* **COMPITI DA SVOLGERE**:
A – Indica se ciascuna affermazione concorda con il brano sull'estrazione dentaria riportato qui sotto, rispondendo sì o no e citando tra virgolette le parole del brano che lo stabiliscono. (i) Il dente va estratto con una trazione in senso coronale e vestibolare. (ii) Dopo l'avulsione, la prima verifica riguarda l'integrità della corticale alveolare. (iii) La revisione della cavità favorisce la guarigione dell'alveolo con neoformazione ossea.
B – Secondo il brano sull'estrazione dentaria, con quale strumento si esegue la revisione della cavità?
C – Riprendi il brano sull'estrazione dentaria a partire dalla sua ultima frase e continualo.

* **SEGMENTO DI TESTO**:
::::::::

4. Avulsione del dente dall’alveolo
Dopo aver espanso l’osso alveolare e aver lussato il dente, è possibile estrarre quest’ultimo con una trazione in senso coronale e vestibolare. La forza applicata non deve essere eccessiva, per evitare che un cedimento improvviso del dente provochi un danno al paziente a livello dell’arcata antagonista.
La prima verifica che deve essere effettuata dopo l’avulsione è quella relativa all’integrità dell’elemento appena estratto (figg. 11, 12). Se si sospetta o si ha la certezza di aver fratturato una radice, è necessario individuare il frammento radicolare e rimuoverlo.

5. Curettaggio alveolare e revisione della cavità
Una volta verificata l’integrità dell’elemento estratto, si verifica l’integrità della corticale alveolare, sondando delicatamente le pareti e il fondo dell’alveolo. Con una curetta si esegue poi un’accurata revisione della cavità, al fine di rimuovere il tessuto di granulazione eventualmente presente nell’alveolo. La revisione della cavità consente di ridurre il rischio di infezione, favorisce la guarigione dell’alveolo con neoformazione ossea ed evita la formazione di cisti residue in caso di presenza di lesioni periapicali. Nella figura 13 si nota la presenza di formazioni granulomatose adese agli apici radicolari; non sempre bengono rimosse insieme al dente, per cui è fondamentale il curettaggio.

::::::::

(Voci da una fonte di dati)
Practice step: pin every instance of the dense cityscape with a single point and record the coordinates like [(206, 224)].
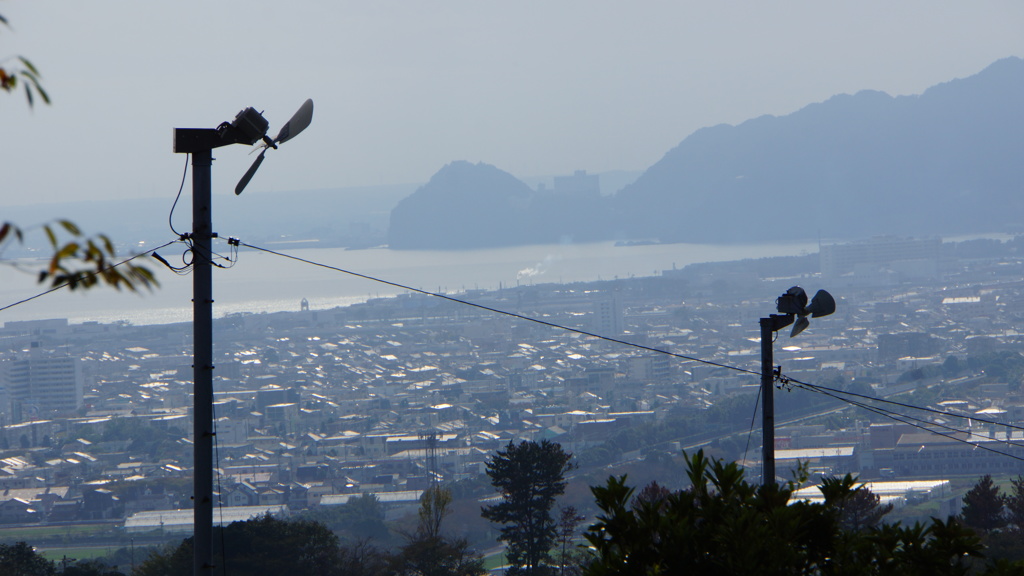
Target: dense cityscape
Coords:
[(316, 407)]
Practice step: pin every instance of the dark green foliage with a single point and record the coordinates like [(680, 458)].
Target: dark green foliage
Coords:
[(262, 546), (724, 526), (983, 505), (427, 551), (529, 476), (1015, 503), (426, 556), (91, 568), (858, 507), (20, 560)]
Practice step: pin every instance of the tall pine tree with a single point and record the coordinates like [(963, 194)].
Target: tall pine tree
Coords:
[(529, 477)]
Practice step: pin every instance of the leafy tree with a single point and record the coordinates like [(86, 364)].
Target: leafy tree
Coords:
[(529, 476), (363, 559), (96, 253), (20, 560), (570, 559), (983, 505), (723, 525), (1015, 502), (82, 261), (90, 568), (262, 546), (858, 507), (427, 551), (24, 71)]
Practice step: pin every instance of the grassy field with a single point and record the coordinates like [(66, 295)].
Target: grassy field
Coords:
[(32, 533), (77, 552)]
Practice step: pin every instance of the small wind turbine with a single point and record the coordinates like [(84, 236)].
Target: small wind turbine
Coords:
[(299, 121), (248, 127)]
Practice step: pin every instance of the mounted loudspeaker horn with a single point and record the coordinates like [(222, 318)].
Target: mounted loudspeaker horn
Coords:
[(821, 304)]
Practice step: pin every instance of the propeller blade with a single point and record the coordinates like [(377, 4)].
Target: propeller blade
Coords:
[(249, 173), (299, 122)]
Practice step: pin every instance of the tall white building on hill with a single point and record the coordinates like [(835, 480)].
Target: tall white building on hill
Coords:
[(42, 383)]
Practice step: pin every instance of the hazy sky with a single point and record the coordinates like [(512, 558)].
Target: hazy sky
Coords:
[(402, 88)]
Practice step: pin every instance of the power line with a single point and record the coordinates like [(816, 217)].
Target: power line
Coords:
[(896, 416), (88, 275), (805, 385), (904, 405), (501, 312)]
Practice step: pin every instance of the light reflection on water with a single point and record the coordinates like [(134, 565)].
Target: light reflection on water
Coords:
[(263, 283)]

::::::::

* **RISPOSTE PER COMPITO**:
A –
(i) Sì: "è possibile estrarre quest’ultimo con una trazione in senso coronale e vestibolare".
(ii) No: "La prima verifica che deve essere effettuata dopo l’avulsione è quella relativa all’integrità dell’elemento appena estratto".
(iii) Sì: "favorisce la guarigione dell’alveolo con neoformazione ossea".

B – Con una curetta.

C –
In caso di elementi che radiograficamente appaiono contigui al seno mascellare o al canale mandibolare, la revisione dell’alveolo deve essere effettuata con molta cautela, eventualmente astenendosi dal curettare il fondo della cavità.
Si procede infine al lavaggio dell’alveolo mediante irrigazione con soluzione fisiologica sterile, al fine di rimuovere eventuali frammenti di tessuto dentale o corpi estranei, riducendo il rischio di alveolite postestrattiva. Tale operazione, in caso di comunicazione con il seno mascellare, può essere indicativa in quanto il paziente avverte “ acqua dal naso”. La diagnosi di comunicazione oro-antrale può essere confermata eseguendo la manovra di Valsalva: si chiudono con le dita le narici del paziente e gli si chiede di espellere aria dal naso. Se c’è una comunicazione, si può evidenziare la fuoriuscita di aria con uno specchietto, che si appanna, e si può rilevare la formazione di bolle nel sangue all’interno dell’alveolo.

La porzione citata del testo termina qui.